The records =

+-------+

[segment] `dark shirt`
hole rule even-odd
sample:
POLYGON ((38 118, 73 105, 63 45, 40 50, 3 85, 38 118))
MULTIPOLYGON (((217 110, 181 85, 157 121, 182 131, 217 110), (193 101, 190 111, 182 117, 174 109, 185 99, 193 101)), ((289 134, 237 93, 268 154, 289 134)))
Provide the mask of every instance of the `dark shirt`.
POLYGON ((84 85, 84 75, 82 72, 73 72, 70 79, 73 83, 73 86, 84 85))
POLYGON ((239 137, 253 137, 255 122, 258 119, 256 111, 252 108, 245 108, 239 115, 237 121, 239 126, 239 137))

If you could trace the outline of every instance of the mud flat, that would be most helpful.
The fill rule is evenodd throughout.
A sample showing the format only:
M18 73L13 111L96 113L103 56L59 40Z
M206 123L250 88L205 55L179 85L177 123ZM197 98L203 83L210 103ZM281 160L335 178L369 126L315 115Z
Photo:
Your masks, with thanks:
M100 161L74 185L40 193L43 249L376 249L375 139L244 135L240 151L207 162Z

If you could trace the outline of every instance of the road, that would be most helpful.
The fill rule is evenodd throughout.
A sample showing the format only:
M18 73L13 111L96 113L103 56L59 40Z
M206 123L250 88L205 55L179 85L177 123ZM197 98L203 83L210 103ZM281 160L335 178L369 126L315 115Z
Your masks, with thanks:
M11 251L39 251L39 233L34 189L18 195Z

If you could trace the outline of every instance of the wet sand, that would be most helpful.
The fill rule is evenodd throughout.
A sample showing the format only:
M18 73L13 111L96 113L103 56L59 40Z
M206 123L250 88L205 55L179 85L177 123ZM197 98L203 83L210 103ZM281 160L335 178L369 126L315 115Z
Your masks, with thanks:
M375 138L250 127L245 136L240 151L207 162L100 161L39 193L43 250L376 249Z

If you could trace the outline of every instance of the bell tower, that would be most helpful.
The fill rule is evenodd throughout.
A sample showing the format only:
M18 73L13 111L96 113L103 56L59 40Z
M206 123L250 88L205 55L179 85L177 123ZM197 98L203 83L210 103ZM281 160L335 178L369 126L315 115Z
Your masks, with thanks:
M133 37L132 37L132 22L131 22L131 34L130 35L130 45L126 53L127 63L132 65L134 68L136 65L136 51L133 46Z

+-------+

Brief = Present all of the data above as a numbered list, omitting the blank lines.

Full answer =
1. [segment] `dark shirt`
2. hole rule even-odd
3. sample:
4. POLYGON ((38 118, 73 105, 63 45, 40 50, 3 85, 38 118))
5. MULTIPOLYGON (((217 110, 181 85, 157 121, 182 131, 217 110), (193 101, 190 111, 182 117, 174 109, 185 99, 193 101)), ((289 134, 237 93, 268 154, 289 134)))
6. Provide the mask of every instance of the `dark shirt`.
7. POLYGON ((84 85, 84 75, 82 72, 73 72, 70 79, 73 83, 73 86, 84 85))
8. POLYGON ((239 137, 253 137, 255 122, 258 119, 256 111, 252 108, 245 108, 239 115, 237 121, 239 126, 239 137))
9. If you could trace the outline of every instance of the mud flat, that would be most helpful.
10. The fill rule is evenodd throughout.
11. A sample showing the format only:
12. M18 73L13 111L96 113L103 56L59 40Z
13. M206 123L250 88L205 55L179 85L177 123ZM197 98L203 83L210 103ZM281 160L335 178L369 126L315 115Z
14. Photo:
15. Your masks, with thanks:
16. M100 161L74 185L40 193L43 249L376 249L375 139L244 135L240 151L207 162Z
17. If you could trace the outline of every instance of the road, that would be most helpful.
18. The fill rule is evenodd throughout.
19. A sample showing the format only:
20. M18 73L13 111L96 113L103 56L59 40Z
21. M206 123L250 88L205 55L179 85L177 123ZM197 98L203 83L210 103ZM281 160L335 178L369 126L315 115Z
22. Your masks, with thanks:
23. M11 251L39 251L39 233L34 189L18 195Z
24. If you could trace the outline of every instance of the wet sand, that would be most helpful.
25. The fill rule is evenodd throughout.
26. A sample showing the format only:
27. M18 73L13 111L96 113L103 56L59 40Z
28. M206 123L250 88L205 55L179 85L177 123ZM197 98L203 83L210 103ZM281 160L335 178L369 126L315 115Z
29. Your masks, with thanks:
30. M375 138L250 127L245 136L240 151L207 162L100 161L39 193L43 250L376 249Z
31. If you could trace the outline of every instance of the bell tower, that would be most helpful.
32. The fill rule is evenodd throughout.
33. A sample showing the format only:
34. M18 73L13 111L96 113L103 56L59 40Z
35. M206 123L250 88L205 55L179 85L177 123ZM197 98L203 83L210 103ZM281 160L335 178L369 126L315 115Z
36. Your masks, with thanks:
37. M133 37L132 37L132 22L131 22L131 34L130 35L130 45L126 53L127 63L132 65L134 68L136 65L136 51L133 46Z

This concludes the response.